■ Problem to solve ■
Reproduce the data below verbatim, keeping every line unchanged.

■ Data shown ■
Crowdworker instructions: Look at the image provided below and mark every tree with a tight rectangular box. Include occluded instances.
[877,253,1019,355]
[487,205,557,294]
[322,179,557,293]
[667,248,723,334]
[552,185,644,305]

■ Full response ■
Crowdworker instructions: Look at the image provided below and mark every tree with a tight rectangular box. Include occluded instances.
[877,253,1019,355]
[487,205,557,294]
[322,179,557,293]
[667,248,723,334]
[552,185,644,305]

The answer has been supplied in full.